[Start of Dataset rows]
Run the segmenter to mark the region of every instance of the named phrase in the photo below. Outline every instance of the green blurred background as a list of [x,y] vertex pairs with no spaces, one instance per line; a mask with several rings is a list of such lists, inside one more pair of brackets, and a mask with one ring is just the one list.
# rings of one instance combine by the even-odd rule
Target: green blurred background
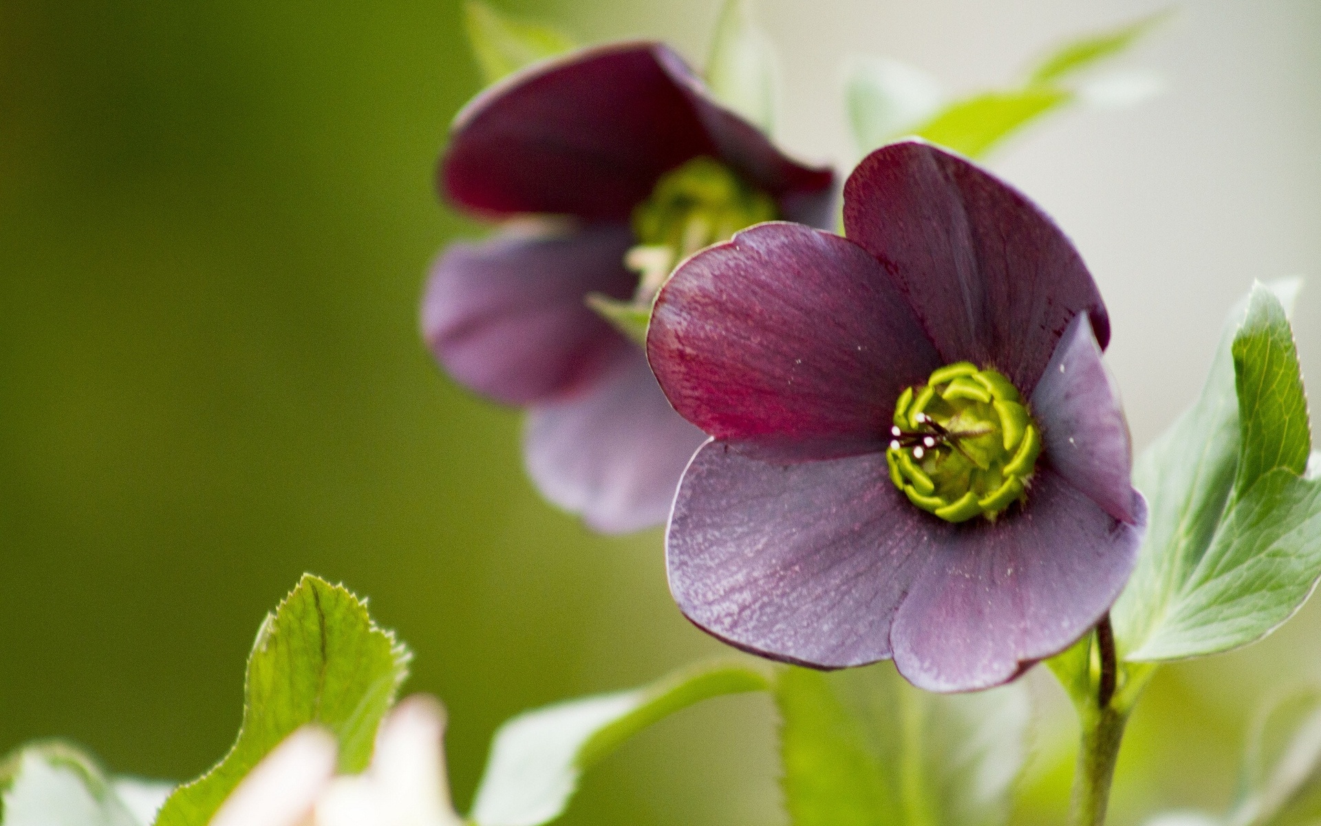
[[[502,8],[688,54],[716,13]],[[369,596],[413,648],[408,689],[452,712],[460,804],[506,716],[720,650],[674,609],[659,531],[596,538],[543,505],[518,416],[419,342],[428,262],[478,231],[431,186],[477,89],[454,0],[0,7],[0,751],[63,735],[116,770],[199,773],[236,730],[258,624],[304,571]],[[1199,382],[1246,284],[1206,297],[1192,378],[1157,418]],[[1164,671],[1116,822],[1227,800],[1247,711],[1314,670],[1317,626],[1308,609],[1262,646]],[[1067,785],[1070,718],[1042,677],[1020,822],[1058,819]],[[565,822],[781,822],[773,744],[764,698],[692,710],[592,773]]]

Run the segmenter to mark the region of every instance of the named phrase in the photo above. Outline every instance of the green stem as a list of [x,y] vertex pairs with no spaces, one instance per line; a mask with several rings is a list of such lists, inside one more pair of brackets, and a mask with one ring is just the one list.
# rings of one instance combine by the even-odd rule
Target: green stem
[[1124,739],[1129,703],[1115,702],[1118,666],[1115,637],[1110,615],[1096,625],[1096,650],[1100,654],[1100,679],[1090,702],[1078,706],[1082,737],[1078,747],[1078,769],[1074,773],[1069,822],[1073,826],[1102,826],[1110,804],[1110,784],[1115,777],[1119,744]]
[End of Dataset rows]
Written task
Copy every record above exactly as written, but leave out the pictures.

Solution to this exercise
Run the segmenter to mark the region of every instance of the named phrase in the photo below. Outline every instance of the green blurred background as a list of [x,y] vertex pairs with no spaces, one instance per line; a mask with several rings is a list of such lists, inside one more pair of brackets, and a mask with one ring is just the one list.
# rings of one instance combine by the even-odd rule
Target: green blurred background
[[[502,8],[688,54],[716,13]],[[369,596],[413,648],[408,689],[452,712],[460,804],[506,716],[720,650],[674,609],[659,531],[596,538],[543,505],[518,416],[419,342],[428,262],[478,231],[431,186],[477,89],[454,0],[0,7],[0,751],[63,735],[116,770],[199,773],[236,730],[258,624],[304,571]],[[1199,382],[1246,284],[1206,297],[1192,378],[1157,418]],[[1164,671],[1116,822],[1227,800],[1247,711],[1314,670],[1317,626],[1308,609],[1262,646]],[[1067,785],[1070,718],[1042,677],[1020,822],[1058,819]],[[565,822],[781,822],[773,744],[764,698],[692,710],[592,773]]]

Run the segmenter to mark the region of every instance of the named phrase in the photo above. Outline every instance of the green stem as a list of [x,y] vertex pairs with no spaces, one instance per line; a mask with several rings is a list of such lists, inside one more pair of brackets, and a mask with one ring is just the one list.
# rings of one instance combine by the even-odd rule
Target: green stem
[[1124,739],[1129,703],[1115,702],[1118,666],[1115,637],[1110,615],[1096,625],[1096,650],[1100,654],[1100,679],[1090,702],[1078,706],[1082,737],[1078,747],[1078,769],[1074,773],[1069,822],[1073,826],[1102,826],[1110,804],[1110,784],[1115,777],[1119,744]]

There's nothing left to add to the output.